> [Source document]

Appendix C: Assessment of LFI and HFI with respect to beams and calibration
Appendix C.1: LFI
Appendix C.1.1: Evaluation of φsky
The term φsky turns out to be small, but it is difficult to quantify because it requires a full convolution of a sky model with the full beam, and it is frequency dependent. We have performed a simplified simulation for a 70 GHz channel (LFI18M), and find values for φsky ranging between 0.05% and 0.2% throughout a full survey. More realistic simulations have been produced recently on an LFI 30 GHz channel (LFI27M), for both Survey 1 and Survey 2. We find:
Survey 1, ⟨ φsky ⟩ = 0.05%, 0.01% <φsky< 0.23%;
Survey 2, ⟨ φsky ⟩ = 0.06%, 0.01% <φsky< 1.11%.
(Differences between odd and even Surveys are to be expected, given the differences in scanning described in Planck Collaboration I 2014, Sect. 4.1.) These results are consistent with our preliminary findings, and indicate a typical value of φsky ≈ 0.05% at all Planck frequencies.
Appendix C.1.2: Evaluation of φD
We can estimate φD by taking average values of the convolutions involved in its definition in Eq. (B.12). The denominator ⟨ Pnominal ∗ D ⟩ = 3.35 mK is the dipole amplitude. To estimate ⟨ Pside ∗ D ⟩, we have computed the convolution of the LFI sidelobes, modelled with GRASP, with the dipole.

> [Input rows]

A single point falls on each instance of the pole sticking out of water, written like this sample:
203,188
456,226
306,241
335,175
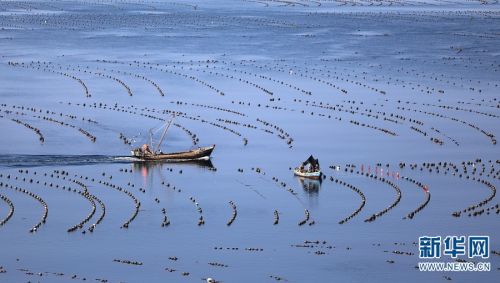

> [Stated problem 1]
Answer these questions using the appendix on LFI beams and calibration:
(a) Which 70 GHz channel was used for the simplified simulation of φsky?
(b) What mean value of φsky is given for Survey 2?
(c) What dipole amplitude is given for the denominator ⟨ Pnominal ∗ D ⟩?
> [Stated problem 2] Report every line of the rows that contains the word "point".
The rows are unrelated to the text on LFI and HFI beams and calibration.

> [Written reply 1]
(a) LFI18M
(b) 0.06%
(c) 3.35 mK

> [Written reply 2]
A single point falls on each instance of the pole sticking out of water, written like this sample:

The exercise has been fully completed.